Excerpt:
Johannes Schaub - litb
Oh, OK, somehow I missed the `- 1` bit,
AndreyT
@AndreyT so I wonder why it is a good style and good programming practice. What will you gain? This answer shows some excellent techniques on how to work with `unsigned`, but really doesn't bring up arguments for using `unsigned` in the first place. Your answer could be so much better if it contained a list with the benefits of unsigned types.
Johannes Schaub - litb
@Johannes Schaub: I don't see any obvious performance or "safety"-related benefits (actually I do see some performance benefits, but I don't think they are critical in any way). I simply believe that conceptually unsigned types better express the intent of the code designer. Unsigned types should be used to represent naturally non-negative quantities. They convey this information to those who will read the code later: this quantity is never negative.
AndreyT
@AndreyT this guy has a nice summary which coincides with my opinion: http://groups.google.com/group/comp.lang.c++.moderated/msg/5bce424269082624 , in particular the natural/modulo behavior bit.
Johannes Schaub - litb
+1  A: 

It won't prevent negative numbers from being fed into a function; instead it will interpret them as large positive numbers. This may be moderately useful if you know an upper bound for error checking, but you need to do the error checking yourself. Some compilers will issue warnings, but if you're using unsigned types a lot there may be too many warnings to deal with easily. These warnings can be covered up with casts, but that's worse than sticking to signed types only.

I wouldn't use an unsigned type if I knew the variable shouldn't be negative, but rather if it couldn't be. size_t is an unsigned type, for example, since a data type simply can't have negative size. If a value could conceivably be negative but shouldn't be, it's easier to express that by having it as a signed type and using something like i < 0 or i >= 0 (these conditions come out as false and true respectively if i is an unsigned type, regardless of its value).

If you're concerned about strict Standard conformance, it may be useful to know that overflows in unsigned arithmetic are fully defined, while in signed arithmetic they're undefined behavior.

David Thornley
A: 

A counter argument to using unsigned is that you may find yourself in very reasonable situations where it gets awkward and unintentional bugs are introduced. Consider a class—for example a list class or some such—with the following method:

unsigned int length() { ... }

Seems very reasonable. But then when you want to iterate over it, you get the following:

for (unsigned int i = my_class.length(); i >= 0; --i) { ... }

Your loop won't terminate and now you're forced to cast or do some other awkwardness.

Available data:
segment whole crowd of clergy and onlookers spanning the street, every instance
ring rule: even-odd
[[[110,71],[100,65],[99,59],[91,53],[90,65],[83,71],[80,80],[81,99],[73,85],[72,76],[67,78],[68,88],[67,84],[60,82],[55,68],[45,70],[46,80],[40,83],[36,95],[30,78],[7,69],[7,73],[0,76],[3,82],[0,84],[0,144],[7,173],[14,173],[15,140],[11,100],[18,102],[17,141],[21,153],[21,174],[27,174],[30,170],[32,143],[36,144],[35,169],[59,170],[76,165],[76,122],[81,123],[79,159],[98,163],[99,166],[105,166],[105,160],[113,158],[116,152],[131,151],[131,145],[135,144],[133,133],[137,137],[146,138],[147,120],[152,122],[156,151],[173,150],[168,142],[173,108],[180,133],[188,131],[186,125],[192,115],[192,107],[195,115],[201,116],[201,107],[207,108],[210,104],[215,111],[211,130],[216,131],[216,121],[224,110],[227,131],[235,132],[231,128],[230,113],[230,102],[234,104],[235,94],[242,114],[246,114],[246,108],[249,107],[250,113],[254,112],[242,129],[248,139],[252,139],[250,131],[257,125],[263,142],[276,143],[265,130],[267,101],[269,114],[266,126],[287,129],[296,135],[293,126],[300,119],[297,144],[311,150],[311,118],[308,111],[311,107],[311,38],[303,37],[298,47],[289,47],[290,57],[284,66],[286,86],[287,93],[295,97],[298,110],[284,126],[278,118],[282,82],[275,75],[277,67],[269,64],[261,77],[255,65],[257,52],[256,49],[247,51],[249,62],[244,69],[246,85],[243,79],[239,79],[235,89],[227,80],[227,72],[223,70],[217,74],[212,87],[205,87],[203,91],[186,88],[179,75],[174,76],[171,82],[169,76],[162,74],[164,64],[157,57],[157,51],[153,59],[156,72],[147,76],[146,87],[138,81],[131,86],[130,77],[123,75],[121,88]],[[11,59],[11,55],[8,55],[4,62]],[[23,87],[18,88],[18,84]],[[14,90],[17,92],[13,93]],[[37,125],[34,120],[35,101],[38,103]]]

Task description:
From the thread on unsigned types, return the stretch from "unsigned int length()" through "some other awkwardness." word for word. Work only from the thread on unsigned types.

Exercise output:
unsigned int length() { ... }

Seems very reasonable. But then when you want to iterate over it, you get the following:

for (unsigned int i = my_class.length(); i >= 0; --i) { ... }

Your loop won't terminate and now you're forced to cast or do some other awkwardness.